Work required> The records that follow are to be repeated without alteration.

Material for this task>

++++++

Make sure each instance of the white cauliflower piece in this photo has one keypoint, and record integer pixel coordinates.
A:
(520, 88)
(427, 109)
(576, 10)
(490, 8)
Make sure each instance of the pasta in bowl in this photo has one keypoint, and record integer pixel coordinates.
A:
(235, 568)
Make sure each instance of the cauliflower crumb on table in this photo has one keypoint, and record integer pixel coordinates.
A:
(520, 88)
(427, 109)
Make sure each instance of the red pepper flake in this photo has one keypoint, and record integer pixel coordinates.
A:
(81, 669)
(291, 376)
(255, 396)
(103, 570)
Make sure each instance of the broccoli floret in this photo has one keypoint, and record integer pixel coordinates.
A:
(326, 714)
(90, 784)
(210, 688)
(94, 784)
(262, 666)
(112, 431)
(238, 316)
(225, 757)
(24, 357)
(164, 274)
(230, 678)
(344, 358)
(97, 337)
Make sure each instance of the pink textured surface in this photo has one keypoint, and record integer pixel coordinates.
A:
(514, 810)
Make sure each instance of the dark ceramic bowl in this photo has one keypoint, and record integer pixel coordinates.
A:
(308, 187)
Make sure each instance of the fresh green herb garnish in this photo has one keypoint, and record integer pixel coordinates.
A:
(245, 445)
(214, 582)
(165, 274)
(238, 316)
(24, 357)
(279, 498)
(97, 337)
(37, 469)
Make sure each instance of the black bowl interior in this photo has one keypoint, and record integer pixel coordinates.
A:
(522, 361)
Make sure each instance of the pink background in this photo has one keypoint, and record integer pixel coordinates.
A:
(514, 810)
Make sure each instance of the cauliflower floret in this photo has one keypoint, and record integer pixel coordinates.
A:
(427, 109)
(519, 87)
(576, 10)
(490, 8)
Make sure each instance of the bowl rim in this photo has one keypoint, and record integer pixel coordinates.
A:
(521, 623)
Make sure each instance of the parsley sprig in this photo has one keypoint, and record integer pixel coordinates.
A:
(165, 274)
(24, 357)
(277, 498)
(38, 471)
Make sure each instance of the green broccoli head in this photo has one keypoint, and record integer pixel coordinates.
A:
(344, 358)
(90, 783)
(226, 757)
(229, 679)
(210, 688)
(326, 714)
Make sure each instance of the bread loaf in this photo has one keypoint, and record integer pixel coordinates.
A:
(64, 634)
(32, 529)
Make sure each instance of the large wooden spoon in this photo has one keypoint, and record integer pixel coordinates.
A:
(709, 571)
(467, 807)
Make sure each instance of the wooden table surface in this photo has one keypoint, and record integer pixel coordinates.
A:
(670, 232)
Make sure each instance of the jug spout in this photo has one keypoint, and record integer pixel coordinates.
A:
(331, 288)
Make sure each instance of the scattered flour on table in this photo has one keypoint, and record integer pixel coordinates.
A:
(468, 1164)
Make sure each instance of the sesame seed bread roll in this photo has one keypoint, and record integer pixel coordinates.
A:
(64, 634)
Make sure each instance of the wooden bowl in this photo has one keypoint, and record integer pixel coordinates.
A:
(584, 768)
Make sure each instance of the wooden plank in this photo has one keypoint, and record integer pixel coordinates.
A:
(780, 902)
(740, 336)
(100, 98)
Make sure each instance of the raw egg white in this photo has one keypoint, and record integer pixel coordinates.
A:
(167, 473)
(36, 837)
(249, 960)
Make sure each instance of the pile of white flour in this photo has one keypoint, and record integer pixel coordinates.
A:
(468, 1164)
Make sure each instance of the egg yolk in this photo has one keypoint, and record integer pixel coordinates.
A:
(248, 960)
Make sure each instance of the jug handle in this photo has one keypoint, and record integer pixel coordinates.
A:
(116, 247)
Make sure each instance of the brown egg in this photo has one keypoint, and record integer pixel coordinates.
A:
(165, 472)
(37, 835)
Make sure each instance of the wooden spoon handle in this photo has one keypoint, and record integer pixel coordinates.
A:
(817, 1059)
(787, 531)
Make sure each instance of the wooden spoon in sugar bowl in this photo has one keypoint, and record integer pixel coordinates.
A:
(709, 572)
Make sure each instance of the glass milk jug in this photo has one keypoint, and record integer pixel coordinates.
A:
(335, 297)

++++++

Solution>
Make sure each instance of the white cauliflower piece in this photo has one keypoint, and record integer pixel coordinates.
A:
(520, 88)
(427, 109)
(576, 10)
(490, 8)
Make sure each instance of the pasta in bowl in this photo has one keypoint, and record integer pixel coordinates.
A:
(235, 568)
Make sure each instance of the cauliflower crumb on table in this photo has one keypoint, and record integer pixel coordinates.
A:
(520, 88)
(427, 109)
Make sure each instance of the red pepper flake in this photo has one keypoint, and record integer pixel coordinates.
A:
(81, 669)
(291, 376)
(255, 396)
(103, 570)
Make sure each instance of the broccoli floret in this photo has one keypoint, and record integer pixel coordinates.
A:
(326, 714)
(90, 784)
(210, 688)
(94, 784)
(262, 666)
(112, 431)
(238, 316)
(225, 757)
(24, 357)
(164, 274)
(230, 678)
(344, 358)
(97, 337)
Make sure each instance of the pink textured surface in this photo has one keypoint, and record integer pixel coordinates.
A:
(514, 810)
Make sure each instance of the dark ceramic bowl in this photo has one keypoint, and record integer pixel coordinates.
A:
(308, 187)
Make sure each instance of the fresh green herb garnish in this photo has one keypoint, and record integer pixel coordinates.
A:
(245, 445)
(214, 582)
(165, 274)
(238, 316)
(24, 357)
(279, 498)
(97, 337)
(37, 469)
Make sure each instance of the black bowl interior in this photo has one keypoint, and record integer pixel coordinates.
A:
(522, 361)
Make sure each instance of the pink background in this photo has one keypoint, and record integer pixel coordinates.
A:
(514, 810)
Make sure each instance of the cauliflower floret in this photo has one keypoint, and record integer pixel coordinates.
A:
(427, 109)
(519, 87)
(576, 10)
(490, 8)
Make sure each instance of the bowl rim in this photo has one keypoint, and record integer pixel coordinates.
A:
(521, 623)
Make sure each instance of the parsley sprig in this photo has one keypoint, and record integer pixel coordinates.
A:
(165, 274)
(24, 357)
(277, 498)
(38, 471)
Make sure each instance of the green broccoli head in this photo has one keypoint, and record integer pixel coordinates.
A:
(344, 358)
(90, 783)
(226, 757)
(229, 679)
(210, 688)
(326, 714)
Make sure each instance of the bread loaf in this photo has one keypoint, and record integer pixel coordinates.
A:
(64, 634)
(32, 529)
Make sure each instance of the large wooden spoon in this photo has one keypoint, and record integer pixel coordinates.
A:
(709, 571)
(467, 807)
Make sure each instance of the wooden table surface in this photo has one keypoint, and record integer pixel coordinates.
A:
(670, 232)
Make sure each instance of the jug spout in this photo has one keypoint, and record integer pixel coordinates.
A:
(331, 288)
Make sure each instance of the scattered flour on table in this photo has one keypoint, and record integer pixel coordinates.
A:
(468, 1164)
Make sure each instance of the sesame seed bread roll in this photo has one keypoint, and record integer pixel coordinates.
A:
(64, 634)
Make sure each instance of the wooden bowl in this photo has one keypoint, and record integer pixel coordinates.
A:
(584, 768)
Make sure each instance of the wooden plank in this photo has one keypoint, and record integer pixel coordinates.
A:
(780, 902)
(740, 336)
(100, 98)
Make sure each instance of the raw egg white in this photo has one keypoint, and record integer pixel coordinates.
A:
(167, 473)
(36, 837)
(249, 960)
Make sure each instance of the pile of white flour in this photo has one keypoint, and record integer pixel coordinates.
A:
(468, 1164)
Make sure each instance of the egg yolk in this photo has one keypoint, and record integer pixel coordinates.
A:
(248, 960)
Make sure each instance of the jug handle in this photo has one keypoint, and record integer pixel coordinates.
A:
(116, 247)
Make sure each instance of the brown egg in this photo has one keypoint, and record integer pixel coordinates.
A:
(165, 472)
(37, 835)
Make sure each instance of the wooden spoon handle in this photo has one keypoint, and record integer pixel coordinates.
A:
(817, 1059)
(787, 531)
Make sure each instance of the wooden spoon in sugar bowl in this photo has one keypoint, and record integer pixel coordinates.
A:
(709, 572)
Make sure each instance of the glass milk jug in this photo has one keypoint, and record integer pixel coordinates.
A:
(335, 297)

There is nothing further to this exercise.